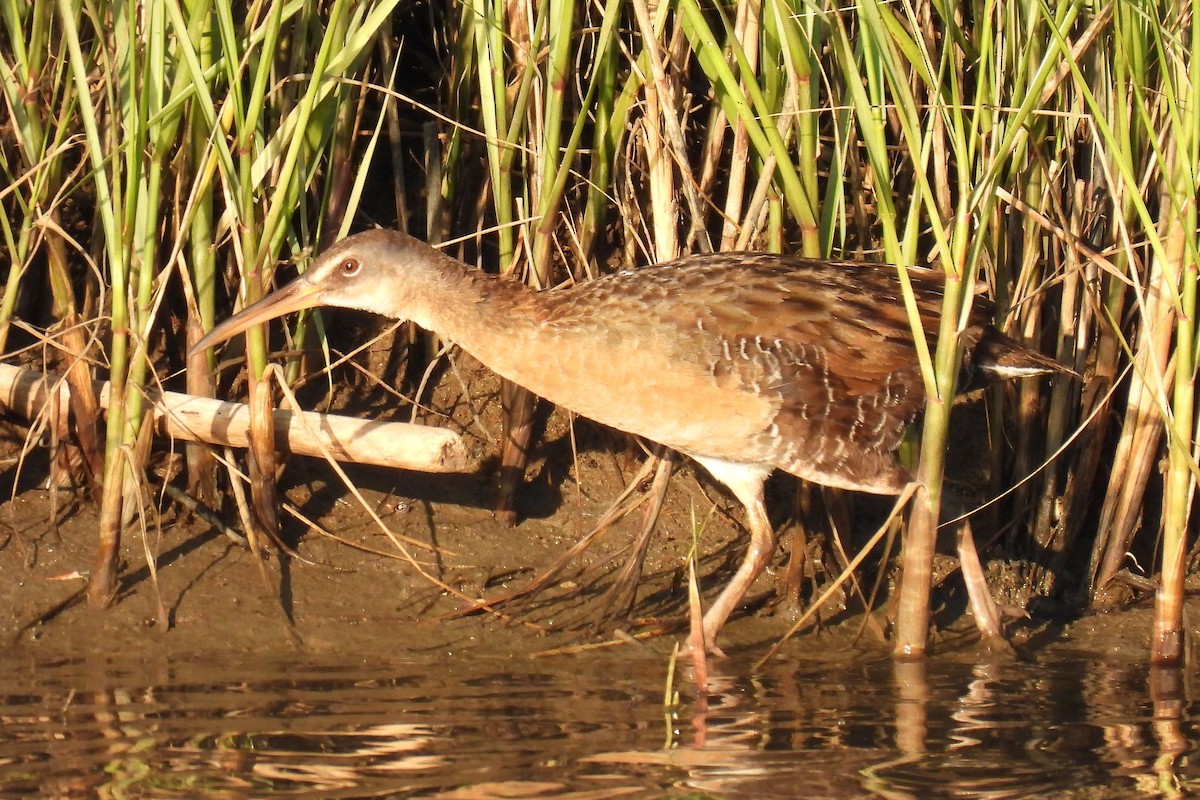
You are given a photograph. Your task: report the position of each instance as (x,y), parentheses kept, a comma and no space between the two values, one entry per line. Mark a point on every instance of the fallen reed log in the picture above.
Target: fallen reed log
(401,445)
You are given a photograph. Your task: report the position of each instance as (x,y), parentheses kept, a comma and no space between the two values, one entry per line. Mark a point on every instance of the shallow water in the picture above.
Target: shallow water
(589,726)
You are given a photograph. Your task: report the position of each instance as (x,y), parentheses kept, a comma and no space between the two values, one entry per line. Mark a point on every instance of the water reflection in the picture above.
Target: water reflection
(594,727)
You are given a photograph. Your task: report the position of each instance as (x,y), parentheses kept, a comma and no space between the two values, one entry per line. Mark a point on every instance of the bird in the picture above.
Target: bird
(747,362)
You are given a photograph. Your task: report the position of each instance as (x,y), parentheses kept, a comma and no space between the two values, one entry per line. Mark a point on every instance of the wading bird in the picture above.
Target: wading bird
(747,362)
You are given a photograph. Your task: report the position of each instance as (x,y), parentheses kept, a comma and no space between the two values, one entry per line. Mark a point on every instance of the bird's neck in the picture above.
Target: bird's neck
(495,319)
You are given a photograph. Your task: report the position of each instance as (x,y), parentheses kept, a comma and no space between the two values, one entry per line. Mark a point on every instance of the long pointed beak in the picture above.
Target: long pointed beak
(298,295)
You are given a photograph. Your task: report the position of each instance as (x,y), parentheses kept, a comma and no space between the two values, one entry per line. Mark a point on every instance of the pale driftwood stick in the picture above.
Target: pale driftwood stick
(202,419)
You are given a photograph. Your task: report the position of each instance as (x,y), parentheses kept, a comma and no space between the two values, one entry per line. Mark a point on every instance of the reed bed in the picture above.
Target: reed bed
(162,160)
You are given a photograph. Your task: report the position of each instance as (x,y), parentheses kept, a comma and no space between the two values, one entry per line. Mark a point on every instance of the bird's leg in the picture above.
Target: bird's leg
(759,553)
(745,481)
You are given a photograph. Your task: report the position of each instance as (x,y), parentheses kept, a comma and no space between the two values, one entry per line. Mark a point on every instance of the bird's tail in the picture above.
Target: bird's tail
(1007,358)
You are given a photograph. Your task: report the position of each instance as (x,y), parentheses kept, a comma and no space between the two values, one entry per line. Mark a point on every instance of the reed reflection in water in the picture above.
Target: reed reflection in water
(595,727)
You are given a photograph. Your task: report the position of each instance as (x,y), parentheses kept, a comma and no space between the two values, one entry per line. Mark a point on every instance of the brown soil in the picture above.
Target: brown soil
(208,595)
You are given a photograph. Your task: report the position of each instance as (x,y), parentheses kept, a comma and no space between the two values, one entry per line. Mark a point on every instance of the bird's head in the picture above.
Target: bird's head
(382,271)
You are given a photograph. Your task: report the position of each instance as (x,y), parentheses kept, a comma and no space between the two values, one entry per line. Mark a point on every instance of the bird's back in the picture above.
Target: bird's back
(802,365)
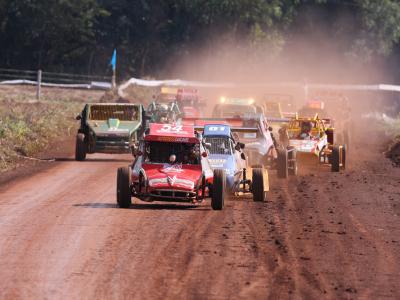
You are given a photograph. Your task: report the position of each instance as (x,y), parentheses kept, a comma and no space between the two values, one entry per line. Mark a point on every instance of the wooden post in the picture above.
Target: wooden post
(38,85)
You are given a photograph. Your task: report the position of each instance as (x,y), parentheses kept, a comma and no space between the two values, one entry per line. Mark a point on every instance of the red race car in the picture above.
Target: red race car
(171,164)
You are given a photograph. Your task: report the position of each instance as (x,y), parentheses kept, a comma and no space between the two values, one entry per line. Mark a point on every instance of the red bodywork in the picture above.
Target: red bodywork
(172,181)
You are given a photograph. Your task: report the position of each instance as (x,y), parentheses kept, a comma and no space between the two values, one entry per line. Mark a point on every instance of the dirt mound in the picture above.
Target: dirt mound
(394,151)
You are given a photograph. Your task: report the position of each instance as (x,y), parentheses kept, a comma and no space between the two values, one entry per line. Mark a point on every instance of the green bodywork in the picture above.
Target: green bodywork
(111,127)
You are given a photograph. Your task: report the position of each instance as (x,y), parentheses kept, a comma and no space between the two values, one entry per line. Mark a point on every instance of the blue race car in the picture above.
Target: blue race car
(226,153)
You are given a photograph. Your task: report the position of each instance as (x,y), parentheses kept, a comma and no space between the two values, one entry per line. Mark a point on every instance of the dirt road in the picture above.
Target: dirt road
(320,235)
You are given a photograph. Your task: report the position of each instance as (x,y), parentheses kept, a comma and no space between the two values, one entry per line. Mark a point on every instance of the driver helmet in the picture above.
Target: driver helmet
(172,158)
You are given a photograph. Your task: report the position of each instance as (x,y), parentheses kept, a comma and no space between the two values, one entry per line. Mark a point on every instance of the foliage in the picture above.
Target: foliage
(28,128)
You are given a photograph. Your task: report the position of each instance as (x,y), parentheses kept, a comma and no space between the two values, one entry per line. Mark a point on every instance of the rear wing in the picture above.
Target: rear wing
(200,122)
(278,120)
(233,129)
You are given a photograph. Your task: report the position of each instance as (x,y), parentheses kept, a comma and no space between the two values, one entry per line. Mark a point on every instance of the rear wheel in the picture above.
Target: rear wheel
(344,153)
(335,159)
(346,139)
(124,194)
(218,189)
(292,156)
(258,185)
(80,147)
(282,163)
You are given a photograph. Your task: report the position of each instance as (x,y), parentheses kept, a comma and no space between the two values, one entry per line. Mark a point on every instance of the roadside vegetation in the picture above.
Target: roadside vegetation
(28,127)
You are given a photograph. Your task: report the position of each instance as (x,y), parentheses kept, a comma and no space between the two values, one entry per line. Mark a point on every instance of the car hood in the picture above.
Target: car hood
(308,146)
(166,176)
(114,126)
(191,112)
(222,161)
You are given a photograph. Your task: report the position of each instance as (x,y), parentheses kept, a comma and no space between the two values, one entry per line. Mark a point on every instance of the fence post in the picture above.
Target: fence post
(38,84)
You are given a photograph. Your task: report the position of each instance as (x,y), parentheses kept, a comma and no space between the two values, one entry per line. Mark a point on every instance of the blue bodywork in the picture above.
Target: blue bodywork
(231,162)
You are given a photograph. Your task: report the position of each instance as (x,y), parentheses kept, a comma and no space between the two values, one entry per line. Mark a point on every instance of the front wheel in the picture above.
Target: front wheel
(218,189)
(335,159)
(282,163)
(292,156)
(80,147)
(258,185)
(124,194)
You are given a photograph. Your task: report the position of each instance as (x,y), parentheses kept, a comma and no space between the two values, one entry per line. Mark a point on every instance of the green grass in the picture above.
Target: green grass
(28,128)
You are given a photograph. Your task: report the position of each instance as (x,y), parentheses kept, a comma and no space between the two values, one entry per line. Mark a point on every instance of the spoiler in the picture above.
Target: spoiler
(233,129)
(278,120)
(206,121)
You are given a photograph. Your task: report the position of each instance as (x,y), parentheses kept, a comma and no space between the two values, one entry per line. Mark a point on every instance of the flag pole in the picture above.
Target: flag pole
(114,67)
(113,80)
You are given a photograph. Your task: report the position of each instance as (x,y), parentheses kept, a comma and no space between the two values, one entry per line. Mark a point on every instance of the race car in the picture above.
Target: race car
(227,154)
(313,140)
(108,128)
(189,101)
(262,148)
(171,164)
(235,107)
(165,113)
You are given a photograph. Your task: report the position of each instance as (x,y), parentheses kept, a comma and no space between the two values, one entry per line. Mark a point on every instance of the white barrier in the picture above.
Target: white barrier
(92,85)
(305,86)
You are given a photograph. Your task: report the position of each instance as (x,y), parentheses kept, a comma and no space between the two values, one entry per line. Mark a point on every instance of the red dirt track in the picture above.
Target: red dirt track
(320,235)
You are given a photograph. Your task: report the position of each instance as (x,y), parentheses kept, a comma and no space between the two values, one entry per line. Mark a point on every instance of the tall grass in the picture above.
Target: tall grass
(27,128)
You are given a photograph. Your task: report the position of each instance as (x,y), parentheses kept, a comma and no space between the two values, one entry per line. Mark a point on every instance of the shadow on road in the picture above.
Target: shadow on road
(88,160)
(144,206)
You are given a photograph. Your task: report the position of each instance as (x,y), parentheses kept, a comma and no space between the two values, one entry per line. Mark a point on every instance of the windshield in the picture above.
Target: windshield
(219,145)
(304,130)
(251,134)
(160,153)
(232,110)
(121,112)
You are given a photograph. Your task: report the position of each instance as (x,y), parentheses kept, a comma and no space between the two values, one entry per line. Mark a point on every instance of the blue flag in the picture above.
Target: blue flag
(113,61)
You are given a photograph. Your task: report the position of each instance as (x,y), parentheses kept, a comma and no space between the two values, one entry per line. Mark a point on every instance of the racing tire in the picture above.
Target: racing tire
(124,194)
(218,189)
(335,159)
(346,140)
(80,147)
(258,185)
(292,156)
(282,163)
(344,150)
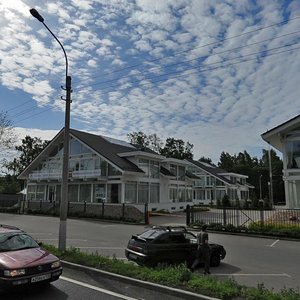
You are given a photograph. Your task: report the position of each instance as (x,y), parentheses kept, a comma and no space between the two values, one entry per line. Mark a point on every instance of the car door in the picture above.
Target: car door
(170,247)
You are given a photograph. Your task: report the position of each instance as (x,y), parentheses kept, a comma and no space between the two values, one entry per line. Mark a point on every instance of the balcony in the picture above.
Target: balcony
(57,175)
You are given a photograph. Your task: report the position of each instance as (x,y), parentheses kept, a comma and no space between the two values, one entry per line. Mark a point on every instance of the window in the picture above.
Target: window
(112,171)
(220,194)
(99,193)
(293,154)
(189,194)
(87,164)
(73,193)
(73,165)
(154,192)
(31,192)
(103,167)
(143,192)
(219,182)
(173,170)
(199,195)
(130,192)
(154,169)
(181,173)
(85,193)
(181,194)
(144,165)
(173,193)
(40,192)
(75,147)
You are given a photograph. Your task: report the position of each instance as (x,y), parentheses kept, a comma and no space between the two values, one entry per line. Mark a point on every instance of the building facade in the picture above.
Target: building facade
(286,139)
(212,184)
(103,169)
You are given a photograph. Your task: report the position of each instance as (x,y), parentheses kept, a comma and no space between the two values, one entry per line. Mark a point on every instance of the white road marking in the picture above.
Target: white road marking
(245,274)
(273,244)
(97,288)
(67,240)
(104,248)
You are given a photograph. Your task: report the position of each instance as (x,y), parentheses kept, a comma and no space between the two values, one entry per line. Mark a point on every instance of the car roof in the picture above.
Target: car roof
(170,228)
(9,228)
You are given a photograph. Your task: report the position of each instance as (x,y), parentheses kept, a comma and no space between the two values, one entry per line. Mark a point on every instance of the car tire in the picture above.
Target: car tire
(215,259)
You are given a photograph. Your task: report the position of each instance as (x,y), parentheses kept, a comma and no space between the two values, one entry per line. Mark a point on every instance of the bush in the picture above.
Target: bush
(175,276)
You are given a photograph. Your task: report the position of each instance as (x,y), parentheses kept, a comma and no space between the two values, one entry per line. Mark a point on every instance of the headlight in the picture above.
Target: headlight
(55,264)
(13,273)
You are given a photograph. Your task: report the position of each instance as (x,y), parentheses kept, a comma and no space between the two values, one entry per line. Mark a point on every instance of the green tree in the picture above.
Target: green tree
(9,184)
(7,133)
(205,159)
(29,150)
(176,148)
(151,141)
(226,161)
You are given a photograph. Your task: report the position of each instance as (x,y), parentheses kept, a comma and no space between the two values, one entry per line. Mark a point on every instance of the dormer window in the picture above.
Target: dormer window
(293,154)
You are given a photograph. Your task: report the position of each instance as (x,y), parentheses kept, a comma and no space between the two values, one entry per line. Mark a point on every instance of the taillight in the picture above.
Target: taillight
(135,248)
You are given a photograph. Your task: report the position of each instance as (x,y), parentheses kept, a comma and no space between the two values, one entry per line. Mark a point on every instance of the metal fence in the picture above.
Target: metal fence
(9,200)
(240,217)
(113,211)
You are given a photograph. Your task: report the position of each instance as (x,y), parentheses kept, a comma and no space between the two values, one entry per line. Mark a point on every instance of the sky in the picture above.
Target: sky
(217,74)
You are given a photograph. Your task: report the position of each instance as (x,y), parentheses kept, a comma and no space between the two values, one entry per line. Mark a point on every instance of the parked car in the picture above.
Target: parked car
(168,245)
(23,261)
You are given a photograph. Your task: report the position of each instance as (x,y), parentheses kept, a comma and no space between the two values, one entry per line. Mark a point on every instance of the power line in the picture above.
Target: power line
(195,59)
(195,67)
(45,110)
(202,46)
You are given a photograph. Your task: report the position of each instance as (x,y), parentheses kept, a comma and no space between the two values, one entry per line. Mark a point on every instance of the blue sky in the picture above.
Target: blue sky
(215,73)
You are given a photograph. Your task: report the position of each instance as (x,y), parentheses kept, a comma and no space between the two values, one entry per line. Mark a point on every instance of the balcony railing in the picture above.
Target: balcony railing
(42,175)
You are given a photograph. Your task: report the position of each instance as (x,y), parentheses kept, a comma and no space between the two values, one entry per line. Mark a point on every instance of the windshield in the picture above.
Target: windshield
(151,234)
(16,241)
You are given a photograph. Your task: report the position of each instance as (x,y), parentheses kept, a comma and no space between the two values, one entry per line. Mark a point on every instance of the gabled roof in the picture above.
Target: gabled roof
(164,171)
(213,170)
(106,147)
(273,136)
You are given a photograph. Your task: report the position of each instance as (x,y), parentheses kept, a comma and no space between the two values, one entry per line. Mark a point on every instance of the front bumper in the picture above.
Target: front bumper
(8,282)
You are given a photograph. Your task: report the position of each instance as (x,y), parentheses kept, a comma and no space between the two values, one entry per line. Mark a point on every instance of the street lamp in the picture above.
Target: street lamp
(260,192)
(64,187)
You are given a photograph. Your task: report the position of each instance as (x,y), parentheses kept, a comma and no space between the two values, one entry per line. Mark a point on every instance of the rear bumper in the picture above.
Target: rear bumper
(53,275)
(137,257)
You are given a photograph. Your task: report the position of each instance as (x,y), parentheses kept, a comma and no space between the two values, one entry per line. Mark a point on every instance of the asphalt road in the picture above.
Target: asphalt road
(249,260)
(80,285)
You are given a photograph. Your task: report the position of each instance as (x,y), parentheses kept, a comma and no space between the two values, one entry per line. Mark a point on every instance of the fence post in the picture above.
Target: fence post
(224,216)
(123,211)
(147,221)
(262,219)
(188,215)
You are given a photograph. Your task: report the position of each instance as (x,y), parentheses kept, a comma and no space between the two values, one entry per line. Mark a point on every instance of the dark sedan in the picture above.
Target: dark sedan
(168,245)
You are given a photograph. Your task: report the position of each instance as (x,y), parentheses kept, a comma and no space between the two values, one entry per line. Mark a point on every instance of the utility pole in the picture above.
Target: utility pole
(65,168)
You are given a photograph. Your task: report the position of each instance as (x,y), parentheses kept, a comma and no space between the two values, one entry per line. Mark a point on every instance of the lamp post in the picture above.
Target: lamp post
(64,187)
(260,192)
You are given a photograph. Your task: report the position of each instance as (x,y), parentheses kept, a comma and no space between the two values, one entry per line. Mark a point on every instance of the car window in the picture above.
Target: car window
(171,238)
(190,237)
(151,234)
(16,241)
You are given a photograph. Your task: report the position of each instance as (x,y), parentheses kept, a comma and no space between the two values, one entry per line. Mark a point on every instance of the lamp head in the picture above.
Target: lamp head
(35,13)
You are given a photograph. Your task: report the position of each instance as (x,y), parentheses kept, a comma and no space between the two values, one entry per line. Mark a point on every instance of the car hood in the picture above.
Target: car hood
(25,258)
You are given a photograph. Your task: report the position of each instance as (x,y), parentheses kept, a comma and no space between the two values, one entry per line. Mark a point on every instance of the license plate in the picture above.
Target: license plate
(40,278)
(132,256)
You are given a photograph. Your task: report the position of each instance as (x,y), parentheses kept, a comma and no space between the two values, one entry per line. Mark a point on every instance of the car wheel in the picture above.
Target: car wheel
(215,259)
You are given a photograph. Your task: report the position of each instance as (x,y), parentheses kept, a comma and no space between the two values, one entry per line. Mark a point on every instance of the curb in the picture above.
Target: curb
(150,285)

What the exercise asks:
Extract, word for word, each line from the top of the data down to and including the line with "the bird in the picture above."; skip the pictures.

Written solution:
You are given a photograph. Your task: report the position of each instance as (x,y), parentheses kept, a comma and no space between the two values, one entry per line. Mark a point on every instance of the fallen reed log in the picture above.
Target: fallen reed log
(401,445)
You are given a photograph. Your task: report the position of each instance as (x,y), parentheses kept, a comma and no space between the two values, one entry per line. Mark a point on every instance of the shallow water in the picture above.
Target: shallow water
(589,726)
You are given a photograph. Your task: report the position of each instance as (x,y), parentheses kept, a comma and no space between the two values, one entry per line. Mark a point on every instance of the water reflection in the picture above.
Target: water reflection
(594,727)
You are given a photograph. Your task: report the position of each instance as (x,y), parentheses kept, a comma and no space between the two values, one entry per line. Mark a point on every instance of the bird in the picture above.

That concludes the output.